Work to do: List every line in the listing below that contains the word "door". Copy each line in full, and count a match only when the case is the same.

(Data extracted from a collection)
[BEGIN]

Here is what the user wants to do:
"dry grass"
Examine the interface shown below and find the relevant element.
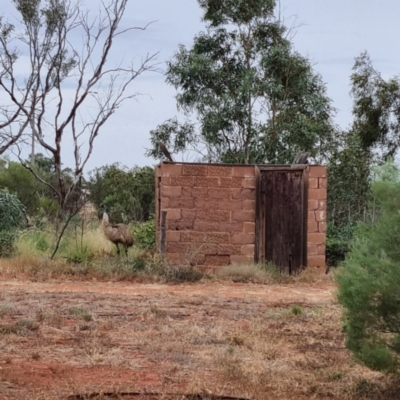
[216,264,332,284]
[0,283,399,400]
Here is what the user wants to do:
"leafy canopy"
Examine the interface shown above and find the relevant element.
[87,164,155,223]
[0,189,25,231]
[336,162,400,371]
[148,0,334,163]
[351,52,400,157]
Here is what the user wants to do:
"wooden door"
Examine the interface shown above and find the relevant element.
[256,167,307,275]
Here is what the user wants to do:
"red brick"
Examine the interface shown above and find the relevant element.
[167,231,181,243]
[219,178,243,188]
[169,197,194,208]
[307,265,326,274]
[244,222,256,235]
[308,200,319,211]
[160,164,182,176]
[195,197,239,211]
[307,244,318,256]
[242,178,256,189]
[308,211,316,222]
[167,219,194,231]
[163,208,181,220]
[165,253,183,265]
[318,244,326,255]
[181,232,229,244]
[231,233,255,244]
[161,186,182,197]
[315,211,326,222]
[181,209,196,221]
[232,188,256,200]
[193,221,220,232]
[243,200,256,211]
[307,233,325,244]
[231,256,254,264]
[308,189,326,200]
[196,210,231,222]
[196,176,218,187]
[308,178,318,189]
[182,186,193,197]
[307,221,319,233]
[198,243,218,255]
[309,165,326,178]
[181,232,206,243]
[307,255,326,267]
[233,166,256,178]
[218,244,242,256]
[208,165,233,177]
[167,242,190,254]
[232,211,255,222]
[205,255,230,266]
[218,222,243,233]
[192,187,208,197]
[242,244,255,257]
[183,164,207,176]
[208,188,232,200]
[171,176,194,186]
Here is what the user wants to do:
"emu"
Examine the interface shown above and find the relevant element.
[101,204,134,257]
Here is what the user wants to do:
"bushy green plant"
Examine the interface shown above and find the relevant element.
[132,214,156,250]
[0,189,25,257]
[336,162,400,371]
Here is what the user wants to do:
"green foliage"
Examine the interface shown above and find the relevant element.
[133,214,156,250]
[88,164,155,223]
[327,131,371,231]
[336,162,400,371]
[0,159,39,215]
[148,0,334,163]
[351,52,400,158]
[0,189,25,231]
[0,189,25,257]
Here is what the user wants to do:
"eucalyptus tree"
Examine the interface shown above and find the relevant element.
[0,0,156,255]
[351,52,400,158]
[148,0,334,163]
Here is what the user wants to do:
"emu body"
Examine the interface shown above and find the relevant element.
[101,204,134,257]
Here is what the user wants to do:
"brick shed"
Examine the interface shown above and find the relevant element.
[156,163,327,274]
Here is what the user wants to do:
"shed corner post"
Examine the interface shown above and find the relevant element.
[254,166,264,263]
[160,210,167,258]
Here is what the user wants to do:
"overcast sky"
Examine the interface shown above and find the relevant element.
[0,0,400,171]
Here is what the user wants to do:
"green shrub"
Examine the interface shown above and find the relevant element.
[132,215,156,250]
[336,162,400,371]
[326,237,350,267]
[0,189,25,257]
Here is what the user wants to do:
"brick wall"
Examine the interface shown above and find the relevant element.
[307,165,327,272]
[156,164,255,266]
[156,163,327,270]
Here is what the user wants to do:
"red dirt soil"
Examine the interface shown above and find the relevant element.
[0,280,335,400]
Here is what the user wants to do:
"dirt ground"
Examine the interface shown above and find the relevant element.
[0,279,399,400]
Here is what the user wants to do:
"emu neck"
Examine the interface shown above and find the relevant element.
[101,211,110,228]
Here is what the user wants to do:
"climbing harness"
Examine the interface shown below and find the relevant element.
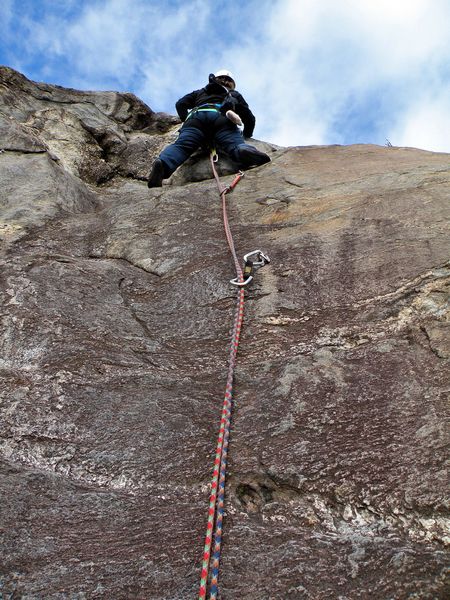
[198,149,270,600]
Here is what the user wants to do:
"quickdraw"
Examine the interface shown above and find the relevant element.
[198,150,270,600]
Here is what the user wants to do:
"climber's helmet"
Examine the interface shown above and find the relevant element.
[214,69,236,90]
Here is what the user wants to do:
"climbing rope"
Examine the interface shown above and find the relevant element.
[198,150,270,600]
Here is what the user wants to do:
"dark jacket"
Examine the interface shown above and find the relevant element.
[175,82,255,137]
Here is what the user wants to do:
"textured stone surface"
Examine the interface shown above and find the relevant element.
[0,69,450,600]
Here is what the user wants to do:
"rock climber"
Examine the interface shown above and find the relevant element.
[148,69,270,188]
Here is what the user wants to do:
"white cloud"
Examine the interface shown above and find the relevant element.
[5,0,450,151]
[389,86,450,152]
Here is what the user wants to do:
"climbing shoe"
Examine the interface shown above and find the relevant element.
[239,146,270,169]
[147,158,164,187]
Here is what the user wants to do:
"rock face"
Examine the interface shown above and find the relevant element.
[0,68,450,600]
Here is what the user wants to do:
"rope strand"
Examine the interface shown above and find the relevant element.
[198,153,245,600]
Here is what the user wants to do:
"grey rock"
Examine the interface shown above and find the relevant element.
[0,68,450,600]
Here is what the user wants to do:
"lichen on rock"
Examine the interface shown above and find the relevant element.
[0,67,450,600]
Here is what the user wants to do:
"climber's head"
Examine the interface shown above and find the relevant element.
[214,69,236,90]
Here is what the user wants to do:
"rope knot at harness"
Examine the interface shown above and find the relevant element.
[198,151,270,600]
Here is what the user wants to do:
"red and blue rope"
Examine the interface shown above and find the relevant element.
[198,154,245,600]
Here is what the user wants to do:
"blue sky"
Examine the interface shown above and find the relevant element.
[0,0,450,152]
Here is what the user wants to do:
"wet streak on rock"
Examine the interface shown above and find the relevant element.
[0,68,450,600]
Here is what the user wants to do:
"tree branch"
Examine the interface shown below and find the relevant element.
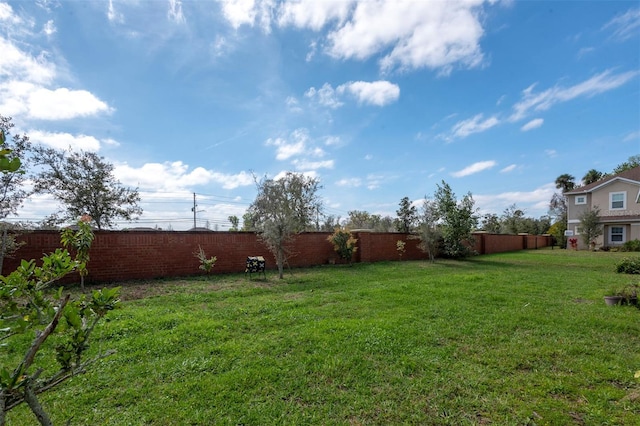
[24,294,71,371]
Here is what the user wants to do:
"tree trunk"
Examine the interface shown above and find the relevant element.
[24,383,53,426]
[276,247,284,279]
[0,391,6,426]
[0,227,7,274]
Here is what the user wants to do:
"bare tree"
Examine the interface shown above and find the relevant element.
[247,172,322,279]
[35,148,142,229]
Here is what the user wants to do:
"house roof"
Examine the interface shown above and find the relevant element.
[565,166,640,195]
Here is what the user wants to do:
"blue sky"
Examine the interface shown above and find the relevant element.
[0,0,640,230]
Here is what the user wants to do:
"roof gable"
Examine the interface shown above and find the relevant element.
[565,166,640,195]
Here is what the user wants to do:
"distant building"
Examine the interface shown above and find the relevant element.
[564,166,640,249]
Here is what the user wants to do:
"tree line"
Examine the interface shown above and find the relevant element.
[548,155,640,247]
[0,115,142,230]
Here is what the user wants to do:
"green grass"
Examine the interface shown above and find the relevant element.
[8,250,640,425]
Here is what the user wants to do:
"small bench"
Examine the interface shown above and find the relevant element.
[244,256,267,280]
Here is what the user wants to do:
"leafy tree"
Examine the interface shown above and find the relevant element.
[396,197,418,233]
[480,213,502,234]
[556,173,576,194]
[0,115,32,219]
[327,228,358,264]
[0,222,119,425]
[613,154,640,175]
[345,210,395,232]
[0,115,31,271]
[242,211,256,231]
[417,197,442,262]
[434,181,478,258]
[502,204,525,234]
[578,206,604,247]
[320,214,340,232]
[582,169,605,185]
[35,147,142,229]
[549,173,576,247]
[229,215,240,232]
[347,210,375,229]
[248,172,322,279]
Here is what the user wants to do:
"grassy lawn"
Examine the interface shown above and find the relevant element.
[5,250,640,425]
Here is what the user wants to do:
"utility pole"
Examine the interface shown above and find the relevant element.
[191,192,198,231]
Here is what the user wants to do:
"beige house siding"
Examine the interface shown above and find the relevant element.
[565,167,640,249]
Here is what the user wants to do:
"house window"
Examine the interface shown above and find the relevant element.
[609,226,624,243]
[609,192,627,210]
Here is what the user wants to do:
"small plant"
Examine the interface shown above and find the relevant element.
[396,240,407,260]
[569,238,578,250]
[327,228,358,263]
[193,246,218,275]
[0,229,120,425]
[60,214,95,292]
[616,257,640,274]
[620,240,640,251]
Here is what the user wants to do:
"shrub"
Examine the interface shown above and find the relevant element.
[327,228,358,262]
[616,257,640,274]
[193,246,218,275]
[620,240,640,251]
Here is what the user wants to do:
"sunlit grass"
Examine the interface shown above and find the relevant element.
[9,250,640,425]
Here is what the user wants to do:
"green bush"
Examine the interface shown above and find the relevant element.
[620,240,640,251]
[616,257,640,274]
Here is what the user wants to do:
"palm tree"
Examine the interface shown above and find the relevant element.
[556,173,576,194]
[584,169,604,185]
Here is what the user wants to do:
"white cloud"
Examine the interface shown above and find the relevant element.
[473,184,556,216]
[304,83,343,109]
[102,138,120,147]
[27,130,100,152]
[367,174,385,191]
[327,1,483,71]
[324,136,342,146]
[451,114,500,138]
[167,0,186,24]
[337,81,400,106]
[0,37,112,120]
[107,0,124,24]
[336,178,362,188]
[509,70,640,121]
[114,161,253,192]
[278,0,354,31]
[304,80,400,109]
[0,3,22,25]
[602,8,640,41]
[42,19,58,37]
[622,130,640,142]
[222,0,494,74]
[520,118,544,132]
[451,161,498,177]
[265,129,309,161]
[27,88,112,120]
[293,160,334,170]
[285,96,302,113]
[0,36,56,84]
[221,0,258,29]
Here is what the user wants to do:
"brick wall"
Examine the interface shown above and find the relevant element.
[2,231,550,283]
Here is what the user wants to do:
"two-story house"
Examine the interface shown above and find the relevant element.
[564,167,640,249]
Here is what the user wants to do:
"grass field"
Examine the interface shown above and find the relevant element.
[5,250,640,426]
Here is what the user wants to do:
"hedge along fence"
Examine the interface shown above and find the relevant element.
[2,230,551,283]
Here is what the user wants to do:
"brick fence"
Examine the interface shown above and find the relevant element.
[2,231,551,283]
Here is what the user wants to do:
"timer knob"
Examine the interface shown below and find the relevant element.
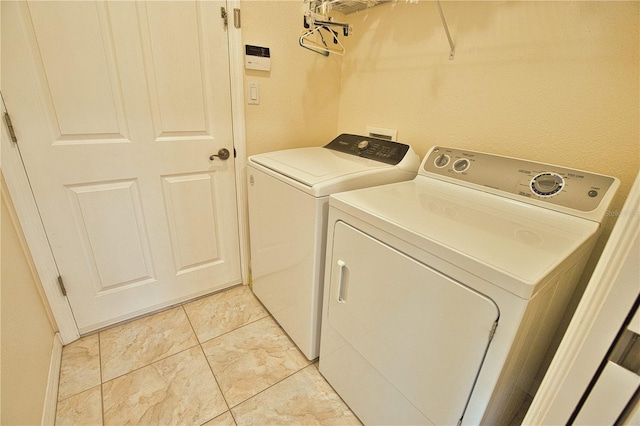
[531,172,564,197]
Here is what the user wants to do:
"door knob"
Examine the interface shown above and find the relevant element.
[209,148,231,161]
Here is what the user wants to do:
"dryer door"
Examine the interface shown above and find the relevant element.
[320,222,499,424]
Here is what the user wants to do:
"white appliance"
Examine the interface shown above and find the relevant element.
[248,134,420,359]
[320,147,619,425]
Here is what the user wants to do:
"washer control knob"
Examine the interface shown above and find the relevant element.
[531,172,564,197]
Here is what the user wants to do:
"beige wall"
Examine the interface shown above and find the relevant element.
[338,1,640,198]
[0,175,54,425]
[242,0,341,155]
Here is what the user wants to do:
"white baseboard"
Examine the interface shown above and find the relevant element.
[42,333,62,426]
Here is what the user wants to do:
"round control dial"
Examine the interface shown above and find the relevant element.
[531,172,564,197]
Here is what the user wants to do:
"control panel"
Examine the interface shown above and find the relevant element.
[420,147,618,212]
[324,133,409,166]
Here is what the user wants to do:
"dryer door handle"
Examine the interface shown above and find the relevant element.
[338,260,348,303]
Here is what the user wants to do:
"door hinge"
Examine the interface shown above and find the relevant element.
[233,8,240,28]
[4,112,18,143]
[489,321,498,341]
[220,6,229,30]
[58,275,67,296]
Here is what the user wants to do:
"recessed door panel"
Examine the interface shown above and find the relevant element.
[321,222,499,424]
[0,1,241,333]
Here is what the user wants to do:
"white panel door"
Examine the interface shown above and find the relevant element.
[2,1,241,333]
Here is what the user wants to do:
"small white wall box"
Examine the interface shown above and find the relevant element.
[244,44,271,71]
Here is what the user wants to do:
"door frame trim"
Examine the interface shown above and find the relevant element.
[0,0,249,345]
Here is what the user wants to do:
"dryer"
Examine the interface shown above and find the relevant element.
[247,134,420,360]
[319,147,619,425]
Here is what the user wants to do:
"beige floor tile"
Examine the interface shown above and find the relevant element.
[56,386,102,426]
[202,317,309,407]
[58,334,100,400]
[184,285,269,342]
[103,347,228,425]
[100,307,198,382]
[202,411,236,426]
[231,365,361,426]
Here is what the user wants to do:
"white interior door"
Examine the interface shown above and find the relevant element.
[2,1,241,333]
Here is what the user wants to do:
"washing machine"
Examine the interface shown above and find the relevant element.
[319,147,619,425]
[247,134,420,360]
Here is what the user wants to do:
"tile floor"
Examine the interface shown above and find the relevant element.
[56,286,360,425]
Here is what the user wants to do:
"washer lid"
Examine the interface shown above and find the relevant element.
[330,176,599,299]
[251,147,392,186]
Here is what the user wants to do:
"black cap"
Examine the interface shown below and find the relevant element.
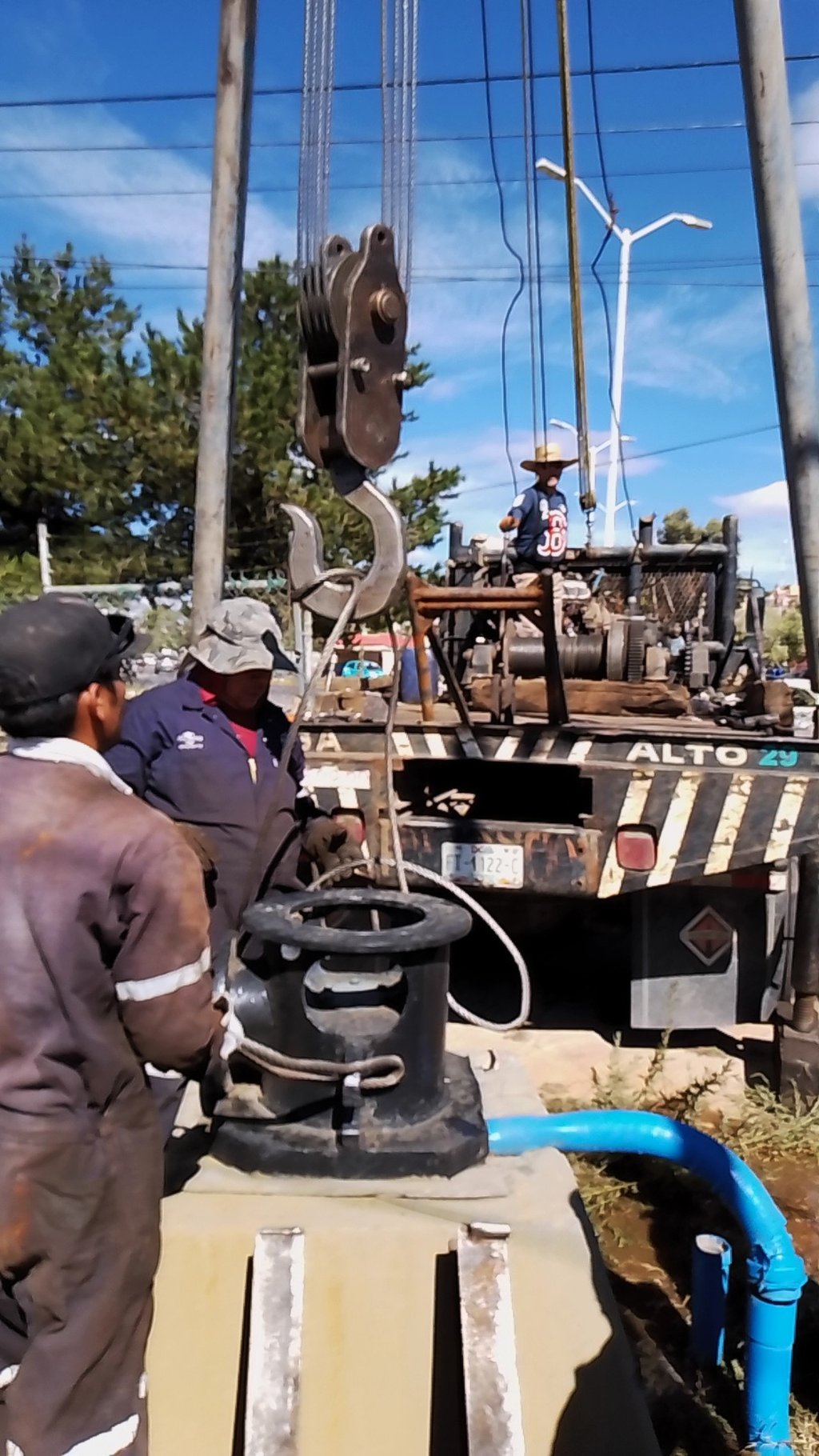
[0,591,149,709]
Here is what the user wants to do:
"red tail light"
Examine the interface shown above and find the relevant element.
[614,829,657,874]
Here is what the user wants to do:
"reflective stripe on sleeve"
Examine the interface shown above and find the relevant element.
[117,950,211,1000]
[64,1415,140,1456]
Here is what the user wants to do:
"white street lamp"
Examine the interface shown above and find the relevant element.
[549,419,634,530]
[535,158,713,546]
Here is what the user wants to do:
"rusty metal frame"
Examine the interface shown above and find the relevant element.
[245,1229,304,1456]
[455,1223,525,1456]
[406,570,569,726]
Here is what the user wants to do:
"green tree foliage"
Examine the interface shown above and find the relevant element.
[659,506,723,546]
[765,607,805,667]
[0,242,460,593]
[0,242,152,581]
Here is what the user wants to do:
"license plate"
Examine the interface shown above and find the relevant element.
[441,843,524,890]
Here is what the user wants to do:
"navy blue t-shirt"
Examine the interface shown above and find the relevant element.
[509,485,569,566]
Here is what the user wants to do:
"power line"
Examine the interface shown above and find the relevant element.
[0,117,819,156]
[480,0,525,490]
[458,425,780,499]
[0,117,819,158]
[0,154,819,202]
[6,250,819,278]
[0,51,819,110]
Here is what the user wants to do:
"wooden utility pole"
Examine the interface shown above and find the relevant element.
[557,0,593,510]
[735,0,819,692]
[190,0,258,639]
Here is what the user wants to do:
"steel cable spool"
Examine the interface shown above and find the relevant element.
[214,886,487,1178]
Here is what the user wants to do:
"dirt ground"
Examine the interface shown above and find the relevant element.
[449,1025,819,1456]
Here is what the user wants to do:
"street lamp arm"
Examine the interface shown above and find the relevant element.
[535,158,622,240]
[574,178,622,242]
[631,213,713,243]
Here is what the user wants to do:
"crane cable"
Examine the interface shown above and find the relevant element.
[521,0,545,447]
[297,0,419,283]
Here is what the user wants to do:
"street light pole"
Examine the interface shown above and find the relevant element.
[549,419,634,533]
[190,0,256,641]
[602,227,633,546]
[537,158,713,546]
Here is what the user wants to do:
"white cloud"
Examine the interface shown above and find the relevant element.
[793,82,819,198]
[716,481,796,586]
[716,481,789,522]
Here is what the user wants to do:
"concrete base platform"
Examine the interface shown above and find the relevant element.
[149,1057,657,1456]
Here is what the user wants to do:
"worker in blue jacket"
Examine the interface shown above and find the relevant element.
[108,597,358,950]
[108,597,361,1140]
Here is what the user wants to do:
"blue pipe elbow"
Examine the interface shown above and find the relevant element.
[489,1111,806,1456]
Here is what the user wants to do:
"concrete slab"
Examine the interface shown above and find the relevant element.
[149,1056,657,1456]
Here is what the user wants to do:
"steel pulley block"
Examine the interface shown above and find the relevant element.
[297,236,354,469]
[298,222,407,474]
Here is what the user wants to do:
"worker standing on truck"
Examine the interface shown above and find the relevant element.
[499,444,577,632]
[0,593,242,1456]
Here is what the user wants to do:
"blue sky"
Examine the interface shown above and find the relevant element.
[0,0,819,584]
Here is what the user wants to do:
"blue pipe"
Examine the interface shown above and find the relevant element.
[489,1112,806,1456]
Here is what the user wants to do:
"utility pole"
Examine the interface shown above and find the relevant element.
[190,0,258,639]
[733,0,819,692]
[557,0,597,511]
[36,522,52,593]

[END]

Correct answer:
"wooden door"
"door knob"
"dryer door"
"dryer door handle"
"door hinge"
"recessed door panel"
"white panel door"
"door frame trim"
"white interior door"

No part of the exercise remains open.